EXCERPTED TEXT ::
════════════════

Xinyu Wang's Blog: March 2016

Friday, March 4, 2016

An anatomy of the implementation of K-means in pyspark

K-means is one of the classic flat clustering algorithms. It is called "flat" because it returns only scattered clusters instead of a inner structure among these clusters.

A very detailed lecture note with solid explanation and pseudo-python code can be found via this link. Simply speaking, given a dataset (separated into training set and testing set), K-means first initializes K centers, which are K data points randomly selected from the training set. It then scans the training set one data point after one, to find out which center one data point is closest to. It labels each data point with its cluster index, then it recomputes a new center of each cluster using these data points. The new centers will be updated though a number of iterations until they no more change.

════════════════

GOAL OF THE EXERCISE :: In the K-means post above, how are the first K centers chosen?

Records from a collection:
════════════════

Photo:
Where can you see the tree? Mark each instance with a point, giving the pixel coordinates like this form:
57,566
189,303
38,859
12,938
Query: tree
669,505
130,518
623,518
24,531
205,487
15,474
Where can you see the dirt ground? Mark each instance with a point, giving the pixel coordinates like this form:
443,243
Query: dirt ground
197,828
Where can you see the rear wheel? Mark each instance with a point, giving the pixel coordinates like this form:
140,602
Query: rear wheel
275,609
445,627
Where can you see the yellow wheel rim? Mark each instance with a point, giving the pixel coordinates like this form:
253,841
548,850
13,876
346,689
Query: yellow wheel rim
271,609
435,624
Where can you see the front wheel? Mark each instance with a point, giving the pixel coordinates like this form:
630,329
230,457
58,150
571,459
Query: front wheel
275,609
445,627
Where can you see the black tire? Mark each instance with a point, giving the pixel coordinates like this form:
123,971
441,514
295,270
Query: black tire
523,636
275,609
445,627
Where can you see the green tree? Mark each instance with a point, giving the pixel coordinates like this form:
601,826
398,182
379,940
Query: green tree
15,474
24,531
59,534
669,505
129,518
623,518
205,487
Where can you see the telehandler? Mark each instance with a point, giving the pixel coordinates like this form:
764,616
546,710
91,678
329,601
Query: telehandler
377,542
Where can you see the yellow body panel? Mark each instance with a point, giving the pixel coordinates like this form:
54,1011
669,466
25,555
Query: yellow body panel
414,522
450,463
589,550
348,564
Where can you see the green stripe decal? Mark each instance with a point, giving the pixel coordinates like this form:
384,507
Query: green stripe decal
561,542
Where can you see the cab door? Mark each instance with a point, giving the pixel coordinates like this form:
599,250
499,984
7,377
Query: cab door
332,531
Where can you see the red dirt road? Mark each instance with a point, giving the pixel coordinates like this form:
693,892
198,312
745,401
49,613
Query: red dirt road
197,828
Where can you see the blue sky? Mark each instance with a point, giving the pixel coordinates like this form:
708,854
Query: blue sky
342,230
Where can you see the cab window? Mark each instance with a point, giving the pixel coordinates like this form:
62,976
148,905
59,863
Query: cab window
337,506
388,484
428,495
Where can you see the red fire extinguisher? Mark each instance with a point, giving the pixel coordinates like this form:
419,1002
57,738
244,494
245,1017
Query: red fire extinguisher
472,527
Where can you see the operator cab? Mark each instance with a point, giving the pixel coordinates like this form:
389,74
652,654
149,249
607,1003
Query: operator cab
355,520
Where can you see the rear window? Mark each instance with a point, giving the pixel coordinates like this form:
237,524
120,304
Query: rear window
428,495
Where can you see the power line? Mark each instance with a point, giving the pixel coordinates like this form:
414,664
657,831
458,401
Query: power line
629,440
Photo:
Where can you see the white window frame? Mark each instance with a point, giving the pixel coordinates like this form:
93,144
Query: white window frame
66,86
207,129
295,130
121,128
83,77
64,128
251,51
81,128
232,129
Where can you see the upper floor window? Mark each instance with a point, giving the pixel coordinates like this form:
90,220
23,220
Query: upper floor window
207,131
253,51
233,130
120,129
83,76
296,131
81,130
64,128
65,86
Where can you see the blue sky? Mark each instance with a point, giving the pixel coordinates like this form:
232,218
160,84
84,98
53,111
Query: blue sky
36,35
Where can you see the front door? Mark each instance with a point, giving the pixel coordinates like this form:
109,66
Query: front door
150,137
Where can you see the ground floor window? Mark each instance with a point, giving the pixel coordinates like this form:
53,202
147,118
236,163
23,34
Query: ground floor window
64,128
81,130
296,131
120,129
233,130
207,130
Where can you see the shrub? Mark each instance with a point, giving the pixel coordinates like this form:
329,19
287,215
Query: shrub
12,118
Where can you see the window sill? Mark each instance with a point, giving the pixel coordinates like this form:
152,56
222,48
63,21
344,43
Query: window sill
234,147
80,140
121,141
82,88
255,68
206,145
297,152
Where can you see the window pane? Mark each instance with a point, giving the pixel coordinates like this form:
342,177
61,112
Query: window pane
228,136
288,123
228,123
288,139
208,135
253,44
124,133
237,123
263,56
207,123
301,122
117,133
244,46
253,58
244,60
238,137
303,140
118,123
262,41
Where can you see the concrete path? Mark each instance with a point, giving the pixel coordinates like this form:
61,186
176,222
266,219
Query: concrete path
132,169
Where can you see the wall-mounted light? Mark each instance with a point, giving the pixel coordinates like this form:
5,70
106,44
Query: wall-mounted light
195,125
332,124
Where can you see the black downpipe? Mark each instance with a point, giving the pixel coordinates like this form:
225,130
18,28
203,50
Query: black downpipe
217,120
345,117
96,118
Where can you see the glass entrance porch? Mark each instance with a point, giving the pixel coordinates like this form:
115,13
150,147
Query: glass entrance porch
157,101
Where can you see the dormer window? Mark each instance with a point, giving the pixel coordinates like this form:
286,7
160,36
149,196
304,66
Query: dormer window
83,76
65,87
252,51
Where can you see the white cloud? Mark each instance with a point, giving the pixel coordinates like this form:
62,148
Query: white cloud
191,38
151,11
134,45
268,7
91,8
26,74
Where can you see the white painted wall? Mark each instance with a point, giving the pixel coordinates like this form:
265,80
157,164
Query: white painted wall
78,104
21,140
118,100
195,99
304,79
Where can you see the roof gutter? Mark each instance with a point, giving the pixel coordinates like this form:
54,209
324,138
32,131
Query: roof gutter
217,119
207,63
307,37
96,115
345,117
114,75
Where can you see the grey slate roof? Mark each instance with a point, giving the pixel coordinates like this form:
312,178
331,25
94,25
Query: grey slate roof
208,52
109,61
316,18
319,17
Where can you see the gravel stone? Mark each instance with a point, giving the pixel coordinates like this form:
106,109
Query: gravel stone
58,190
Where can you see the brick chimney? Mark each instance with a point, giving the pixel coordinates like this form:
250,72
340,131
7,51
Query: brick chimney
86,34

════════════════

SOLUTION TO THE PROBLEM :: They are K data points picked at random from the training set.